**TRY IT**: Print the lines in the listing below that fall between the line with "# pick out the balcony, one" and the line with "# pick out the small basement", those two lines included, exactly as they stand and with nothing else.

**ENTRIES SHOWN**:
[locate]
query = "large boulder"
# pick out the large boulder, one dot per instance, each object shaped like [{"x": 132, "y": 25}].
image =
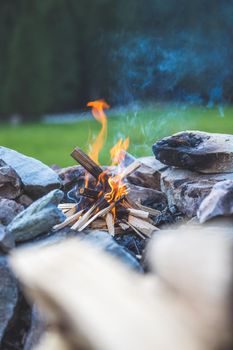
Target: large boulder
[
  {"x": 9, "y": 209},
  {"x": 218, "y": 203},
  {"x": 195, "y": 150},
  {"x": 38, "y": 218},
  {"x": 8, "y": 298},
  {"x": 186, "y": 189},
  {"x": 37, "y": 178},
  {"x": 10, "y": 182}
]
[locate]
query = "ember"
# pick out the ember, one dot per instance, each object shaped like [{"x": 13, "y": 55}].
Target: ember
[{"x": 107, "y": 204}]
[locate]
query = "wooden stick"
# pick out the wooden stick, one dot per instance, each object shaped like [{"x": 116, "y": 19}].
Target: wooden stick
[
  {"x": 99, "y": 223},
  {"x": 71, "y": 211},
  {"x": 84, "y": 218},
  {"x": 110, "y": 224},
  {"x": 83, "y": 159},
  {"x": 68, "y": 221},
  {"x": 66, "y": 205},
  {"x": 102, "y": 212}
]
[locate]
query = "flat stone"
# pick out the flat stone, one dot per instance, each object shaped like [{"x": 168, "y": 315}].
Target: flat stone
[
  {"x": 37, "y": 178},
  {"x": 38, "y": 218},
  {"x": 149, "y": 173},
  {"x": 147, "y": 196},
  {"x": 24, "y": 200},
  {"x": 218, "y": 203},
  {"x": 186, "y": 189},
  {"x": 10, "y": 182},
  {"x": 195, "y": 150},
  {"x": 8, "y": 297},
  {"x": 9, "y": 209},
  {"x": 104, "y": 241}
]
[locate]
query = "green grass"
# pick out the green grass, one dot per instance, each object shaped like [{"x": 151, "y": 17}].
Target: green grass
[{"x": 53, "y": 143}]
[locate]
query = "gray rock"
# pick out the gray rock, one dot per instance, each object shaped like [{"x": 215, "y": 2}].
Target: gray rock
[
  {"x": 195, "y": 150},
  {"x": 7, "y": 241},
  {"x": 146, "y": 196},
  {"x": 10, "y": 182},
  {"x": 218, "y": 203},
  {"x": 149, "y": 173},
  {"x": 8, "y": 210},
  {"x": 104, "y": 241},
  {"x": 25, "y": 200},
  {"x": 99, "y": 238},
  {"x": 8, "y": 297},
  {"x": 186, "y": 189},
  {"x": 38, "y": 179},
  {"x": 36, "y": 330},
  {"x": 38, "y": 218}
]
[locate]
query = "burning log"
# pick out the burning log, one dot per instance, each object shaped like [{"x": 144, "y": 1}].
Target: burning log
[
  {"x": 110, "y": 224},
  {"x": 88, "y": 192},
  {"x": 110, "y": 200}
]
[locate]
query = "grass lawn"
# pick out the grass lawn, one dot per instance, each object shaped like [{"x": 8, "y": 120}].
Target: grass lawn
[{"x": 53, "y": 143}]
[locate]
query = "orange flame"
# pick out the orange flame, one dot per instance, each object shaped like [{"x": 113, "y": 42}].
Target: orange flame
[
  {"x": 98, "y": 107},
  {"x": 117, "y": 188},
  {"x": 118, "y": 151}
]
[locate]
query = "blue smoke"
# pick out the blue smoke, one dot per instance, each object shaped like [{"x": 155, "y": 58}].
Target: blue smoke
[{"x": 189, "y": 67}]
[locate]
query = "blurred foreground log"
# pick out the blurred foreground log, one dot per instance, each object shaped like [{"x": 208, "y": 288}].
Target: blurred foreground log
[{"x": 91, "y": 301}]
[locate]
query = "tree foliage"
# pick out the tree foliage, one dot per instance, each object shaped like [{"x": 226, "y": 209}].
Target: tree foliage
[{"x": 57, "y": 54}]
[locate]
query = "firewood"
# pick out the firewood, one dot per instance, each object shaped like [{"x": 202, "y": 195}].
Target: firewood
[
  {"x": 66, "y": 205},
  {"x": 139, "y": 213},
  {"x": 110, "y": 223},
  {"x": 84, "y": 218},
  {"x": 123, "y": 225},
  {"x": 82, "y": 158},
  {"x": 102, "y": 212},
  {"x": 134, "y": 228},
  {"x": 143, "y": 226},
  {"x": 68, "y": 221},
  {"x": 71, "y": 211},
  {"x": 88, "y": 192},
  {"x": 99, "y": 224}
]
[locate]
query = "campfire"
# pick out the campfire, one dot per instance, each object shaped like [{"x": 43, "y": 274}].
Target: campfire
[{"x": 106, "y": 204}]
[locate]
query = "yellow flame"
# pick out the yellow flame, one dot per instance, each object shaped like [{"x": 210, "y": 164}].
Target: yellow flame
[{"x": 117, "y": 152}]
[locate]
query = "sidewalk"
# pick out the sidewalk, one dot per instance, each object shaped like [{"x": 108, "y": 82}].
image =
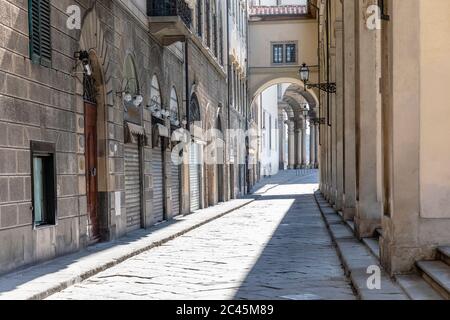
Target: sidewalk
[{"x": 43, "y": 280}]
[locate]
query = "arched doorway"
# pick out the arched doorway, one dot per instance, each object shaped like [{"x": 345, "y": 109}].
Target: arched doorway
[
  {"x": 132, "y": 149},
  {"x": 158, "y": 150},
  {"x": 220, "y": 144},
  {"x": 175, "y": 167},
  {"x": 195, "y": 157},
  {"x": 90, "y": 95}
]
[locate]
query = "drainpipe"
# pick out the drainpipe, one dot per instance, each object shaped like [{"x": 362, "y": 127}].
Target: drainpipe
[
  {"x": 186, "y": 74},
  {"x": 230, "y": 195}
]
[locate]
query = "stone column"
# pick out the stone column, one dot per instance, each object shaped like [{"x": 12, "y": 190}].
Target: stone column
[
  {"x": 316, "y": 145},
  {"x": 312, "y": 145},
  {"x": 291, "y": 144},
  {"x": 339, "y": 117},
  {"x": 415, "y": 121},
  {"x": 349, "y": 205},
  {"x": 298, "y": 145},
  {"x": 304, "y": 138},
  {"x": 368, "y": 105},
  {"x": 281, "y": 141}
]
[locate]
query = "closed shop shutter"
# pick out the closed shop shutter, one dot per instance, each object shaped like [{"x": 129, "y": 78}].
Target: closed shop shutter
[
  {"x": 158, "y": 185},
  {"x": 175, "y": 189},
  {"x": 194, "y": 176},
  {"x": 132, "y": 186}
]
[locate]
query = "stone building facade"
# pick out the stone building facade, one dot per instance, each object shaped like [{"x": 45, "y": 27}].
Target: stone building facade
[
  {"x": 87, "y": 132},
  {"x": 383, "y": 153}
]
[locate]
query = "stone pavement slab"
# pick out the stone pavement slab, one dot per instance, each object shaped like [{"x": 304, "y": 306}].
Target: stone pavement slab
[
  {"x": 357, "y": 258},
  {"x": 277, "y": 247},
  {"x": 40, "y": 281}
]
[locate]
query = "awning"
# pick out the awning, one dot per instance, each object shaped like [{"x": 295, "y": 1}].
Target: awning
[
  {"x": 179, "y": 135},
  {"x": 163, "y": 131},
  {"x": 135, "y": 129},
  {"x": 133, "y": 132}
]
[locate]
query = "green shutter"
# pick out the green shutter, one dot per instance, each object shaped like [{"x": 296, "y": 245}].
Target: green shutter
[{"x": 40, "y": 32}]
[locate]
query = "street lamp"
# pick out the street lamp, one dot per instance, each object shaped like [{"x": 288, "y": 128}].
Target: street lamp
[
  {"x": 329, "y": 87},
  {"x": 305, "y": 112},
  {"x": 304, "y": 73}
]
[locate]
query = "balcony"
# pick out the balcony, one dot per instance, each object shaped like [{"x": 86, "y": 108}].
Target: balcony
[{"x": 170, "y": 20}]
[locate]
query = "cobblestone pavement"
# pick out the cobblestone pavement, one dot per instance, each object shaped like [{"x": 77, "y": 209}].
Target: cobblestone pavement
[{"x": 277, "y": 247}]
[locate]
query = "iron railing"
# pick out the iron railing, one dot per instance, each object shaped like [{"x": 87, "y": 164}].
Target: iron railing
[{"x": 170, "y": 8}]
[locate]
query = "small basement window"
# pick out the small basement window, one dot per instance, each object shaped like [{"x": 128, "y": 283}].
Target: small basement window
[{"x": 43, "y": 168}]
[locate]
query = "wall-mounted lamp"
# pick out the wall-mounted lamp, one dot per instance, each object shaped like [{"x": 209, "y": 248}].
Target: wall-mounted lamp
[
  {"x": 83, "y": 57},
  {"x": 304, "y": 72}
]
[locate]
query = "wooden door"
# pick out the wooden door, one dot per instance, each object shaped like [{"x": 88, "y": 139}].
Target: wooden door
[{"x": 91, "y": 170}]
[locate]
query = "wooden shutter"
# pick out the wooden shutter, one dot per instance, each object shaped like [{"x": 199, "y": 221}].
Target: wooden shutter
[{"x": 40, "y": 32}]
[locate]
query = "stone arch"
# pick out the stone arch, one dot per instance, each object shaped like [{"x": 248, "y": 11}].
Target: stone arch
[
  {"x": 155, "y": 90},
  {"x": 264, "y": 84},
  {"x": 174, "y": 104},
  {"x": 194, "y": 109}
]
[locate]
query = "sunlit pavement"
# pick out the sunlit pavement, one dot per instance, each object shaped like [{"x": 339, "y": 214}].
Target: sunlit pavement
[{"x": 277, "y": 247}]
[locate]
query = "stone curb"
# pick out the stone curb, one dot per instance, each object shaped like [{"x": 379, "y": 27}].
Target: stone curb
[
  {"x": 345, "y": 242},
  {"x": 63, "y": 284}
]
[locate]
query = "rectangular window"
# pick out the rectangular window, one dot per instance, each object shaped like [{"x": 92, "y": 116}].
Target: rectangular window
[
  {"x": 40, "y": 32},
  {"x": 291, "y": 53},
  {"x": 270, "y": 132},
  {"x": 43, "y": 183},
  {"x": 277, "y": 53}
]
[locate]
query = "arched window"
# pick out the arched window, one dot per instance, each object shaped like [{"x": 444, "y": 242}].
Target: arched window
[
  {"x": 194, "y": 109},
  {"x": 199, "y": 10},
  {"x": 155, "y": 93},
  {"x": 130, "y": 92},
  {"x": 130, "y": 78},
  {"x": 174, "y": 108}
]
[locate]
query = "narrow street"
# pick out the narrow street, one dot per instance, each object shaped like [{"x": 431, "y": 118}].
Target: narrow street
[{"x": 277, "y": 247}]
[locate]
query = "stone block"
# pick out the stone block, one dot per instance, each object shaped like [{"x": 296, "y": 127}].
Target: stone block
[
  {"x": 68, "y": 207},
  {"x": 4, "y": 189},
  {"x": 25, "y": 214},
  {"x": 8, "y": 216},
  {"x": 67, "y": 186},
  {"x": 66, "y": 163},
  {"x": 3, "y": 134},
  {"x": 7, "y": 161},
  {"x": 82, "y": 188},
  {"x": 16, "y": 136},
  {"x": 23, "y": 162}
]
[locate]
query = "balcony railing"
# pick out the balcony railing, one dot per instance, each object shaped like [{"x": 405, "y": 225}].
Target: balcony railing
[{"x": 170, "y": 8}]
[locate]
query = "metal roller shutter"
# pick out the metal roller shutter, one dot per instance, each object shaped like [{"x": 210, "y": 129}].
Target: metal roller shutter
[
  {"x": 175, "y": 189},
  {"x": 194, "y": 176},
  {"x": 158, "y": 185},
  {"x": 132, "y": 186}
]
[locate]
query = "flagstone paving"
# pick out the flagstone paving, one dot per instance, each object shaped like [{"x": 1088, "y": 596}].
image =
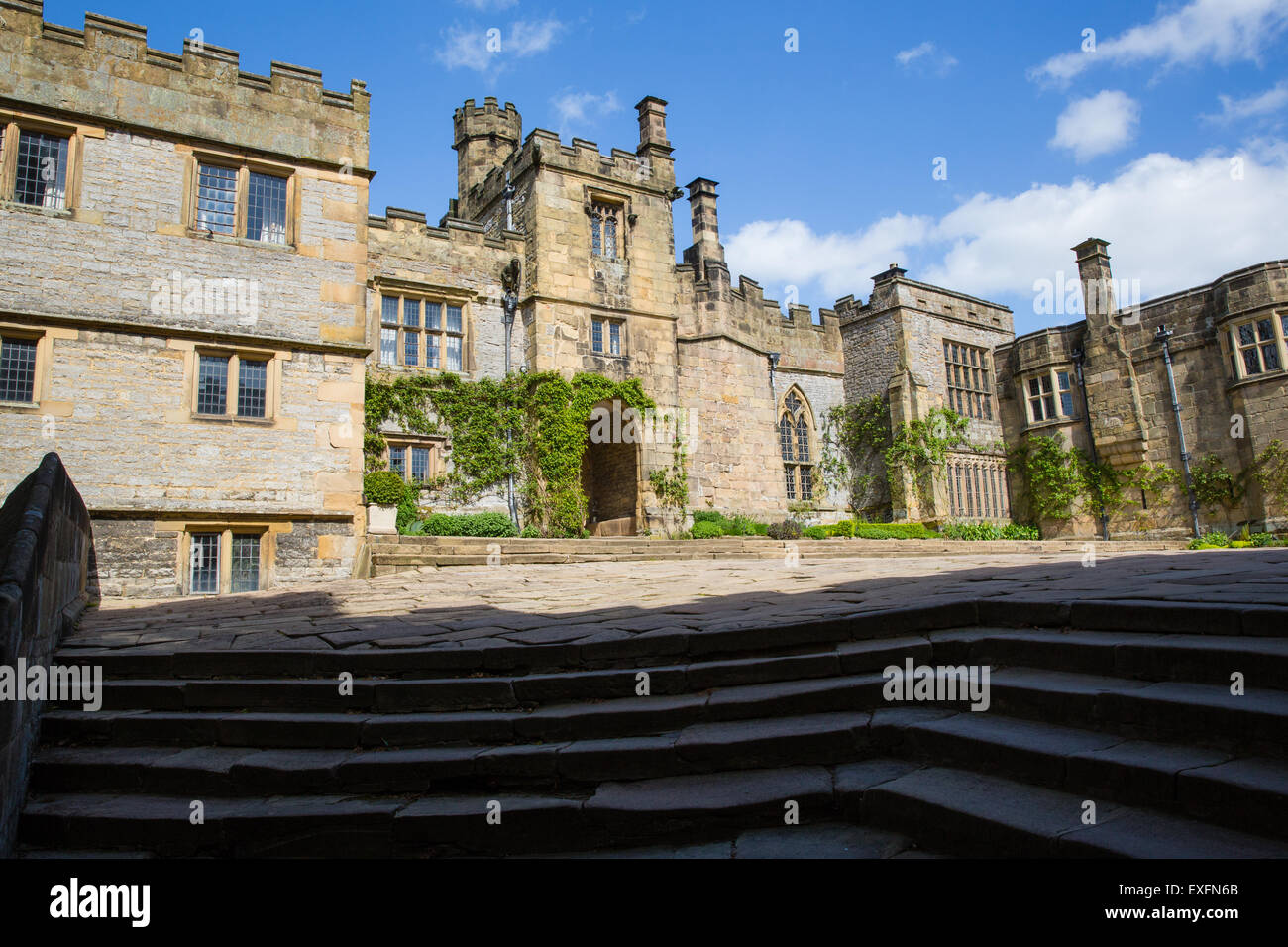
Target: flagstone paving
[{"x": 604, "y": 600}]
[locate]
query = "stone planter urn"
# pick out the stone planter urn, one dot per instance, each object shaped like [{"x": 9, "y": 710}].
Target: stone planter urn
[{"x": 381, "y": 519}]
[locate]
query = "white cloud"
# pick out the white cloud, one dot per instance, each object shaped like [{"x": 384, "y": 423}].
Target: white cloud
[
  {"x": 483, "y": 51},
  {"x": 925, "y": 54},
  {"x": 1173, "y": 224},
  {"x": 584, "y": 107},
  {"x": 1220, "y": 31},
  {"x": 1096, "y": 125},
  {"x": 1252, "y": 107}
]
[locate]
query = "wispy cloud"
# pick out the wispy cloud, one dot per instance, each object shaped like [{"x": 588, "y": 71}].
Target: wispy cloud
[
  {"x": 925, "y": 55},
  {"x": 1096, "y": 125},
  {"x": 997, "y": 247},
  {"x": 485, "y": 50},
  {"x": 1252, "y": 107},
  {"x": 1220, "y": 31},
  {"x": 584, "y": 107}
]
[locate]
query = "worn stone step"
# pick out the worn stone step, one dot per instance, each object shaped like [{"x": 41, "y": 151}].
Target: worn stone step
[
  {"x": 211, "y": 771},
  {"x": 971, "y": 813}
]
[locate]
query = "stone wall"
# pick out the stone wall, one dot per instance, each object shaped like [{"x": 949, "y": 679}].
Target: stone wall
[
  {"x": 123, "y": 292},
  {"x": 46, "y": 549}
]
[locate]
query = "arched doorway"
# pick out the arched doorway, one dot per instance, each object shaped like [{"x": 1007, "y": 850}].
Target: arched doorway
[{"x": 609, "y": 474}]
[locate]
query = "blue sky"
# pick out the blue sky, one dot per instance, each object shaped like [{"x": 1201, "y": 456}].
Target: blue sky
[{"x": 1167, "y": 140}]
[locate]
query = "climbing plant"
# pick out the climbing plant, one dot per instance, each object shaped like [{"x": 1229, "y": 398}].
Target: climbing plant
[
  {"x": 919, "y": 447},
  {"x": 853, "y": 445},
  {"x": 532, "y": 427}
]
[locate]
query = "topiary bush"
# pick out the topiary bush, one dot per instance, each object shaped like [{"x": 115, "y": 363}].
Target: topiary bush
[
  {"x": 384, "y": 488},
  {"x": 785, "y": 530},
  {"x": 469, "y": 525},
  {"x": 706, "y": 530},
  {"x": 893, "y": 531}
]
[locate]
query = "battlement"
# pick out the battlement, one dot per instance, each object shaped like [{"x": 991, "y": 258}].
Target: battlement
[{"x": 111, "y": 73}]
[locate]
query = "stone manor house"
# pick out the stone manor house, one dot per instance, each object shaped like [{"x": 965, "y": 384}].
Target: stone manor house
[{"x": 194, "y": 291}]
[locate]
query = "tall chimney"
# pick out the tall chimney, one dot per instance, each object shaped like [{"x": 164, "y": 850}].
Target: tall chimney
[
  {"x": 706, "y": 226},
  {"x": 1098, "y": 283}
]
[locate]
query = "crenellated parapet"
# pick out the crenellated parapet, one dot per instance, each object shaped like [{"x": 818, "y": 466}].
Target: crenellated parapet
[{"x": 108, "y": 71}]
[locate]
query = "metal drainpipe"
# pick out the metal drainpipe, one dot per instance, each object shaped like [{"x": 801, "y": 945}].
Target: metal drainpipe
[
  {"x": 1078, "y": 356},
  {"x": 1162, "y": 337}
]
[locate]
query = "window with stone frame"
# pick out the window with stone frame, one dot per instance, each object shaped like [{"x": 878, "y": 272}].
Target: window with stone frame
[
  {"x": 969, "y": 386},
  {"x": 977, "y": 487},
  {"x": 421, "y": 333},
  {"x": 415, "y": 460},
  {"x": 18, "y": 355},
  {"x": 235, "y": 198},
  {"x": 605, "y": 230},
  {"x": 1048, "y": 394},
  {"x": 605, "y": 335},
  {"x": 233, "y": 384},
  {"x": 1257, "y": 347},
  {"x": 39, "y": 171},
  {"x": 795, "y": 445},
  {"x": 224, "y": 560}
]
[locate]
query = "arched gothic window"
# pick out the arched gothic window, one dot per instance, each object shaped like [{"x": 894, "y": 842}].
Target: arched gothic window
[{"x": 795, "y": 427}]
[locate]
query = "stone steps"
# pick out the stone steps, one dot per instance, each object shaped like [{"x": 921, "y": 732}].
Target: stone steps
[{"x": 739, "y": 722}]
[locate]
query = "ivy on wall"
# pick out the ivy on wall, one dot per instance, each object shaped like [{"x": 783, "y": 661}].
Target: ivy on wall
[{"x": 531, "y": 427}]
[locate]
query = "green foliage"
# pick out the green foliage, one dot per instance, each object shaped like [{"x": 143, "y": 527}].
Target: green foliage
[
  {"x": 853, "y": 445},
  {"x": 1270, "y": 471},
  {"x": 919, "y": 447},
  {"x": 988, "y": 531},
  {"x": 1211, "y": 540},
  {"x": 384, "y": 488},
  {"x": 785, "y": 530},
  {"x": 532, "y": 427},
  {"x": 1215, "y": 486},
  {"x": 469, "y": 525},
  {"x": 1054, "y": 475},
  {"x": 893, "y": 531}
]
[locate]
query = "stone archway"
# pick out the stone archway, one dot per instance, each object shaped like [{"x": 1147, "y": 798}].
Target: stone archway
[{"x": 609, "y": 476}]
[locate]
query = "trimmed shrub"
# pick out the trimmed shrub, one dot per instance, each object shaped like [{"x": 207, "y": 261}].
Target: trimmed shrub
[
  {"x": 785, "y": 530},
  {"x": 893, "y": 531},
  {"x": 471, "y": 525}
]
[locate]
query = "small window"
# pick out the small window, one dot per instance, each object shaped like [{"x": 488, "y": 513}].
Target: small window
[
  {"x": 219, "y": 375},
  {"x": 217, "y": 198},
  {"x": 605, "y": 337},
  {"x": 604, "y": 223},
  {"x": 236, "y": 201},
  {"x": 266, "y": 209},
  {"x": 17, "y": 368},
  {"x": 413, "y": 333},
  {"x": 42, "y": 178},
  {"x": 245, "y": 565},
  {"x": 205, "y": 564}
]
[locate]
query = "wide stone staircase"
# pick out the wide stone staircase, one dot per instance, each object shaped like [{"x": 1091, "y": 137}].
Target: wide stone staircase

**RESULT**:
# pick out the balcony, one dot per instance, each object shaped like [{"x": 86, "y": 108}].
Target: balcony
[{"x": 170, "y": 20}]
[locate]
query = "cobblestone pavement"
# pick out the cobblestone pavement, one dot per instance, each object shaped like [{"x": 77, "y": 209}].
Target: cobblestone pavement
[{"x": 277, "y": 247}]
[locate]
query = "iron railing"
# pick out the iron railing, one dot per instance, each object shaped like [{"x": 87, "y": 164}].
Target: iron railing
[{"x": 170, "y": 8}]
[locate]
query = "small basement window"
# pick out the small basement window, one dot per instance, each object shaped like [{"x": 128, "y": 283}].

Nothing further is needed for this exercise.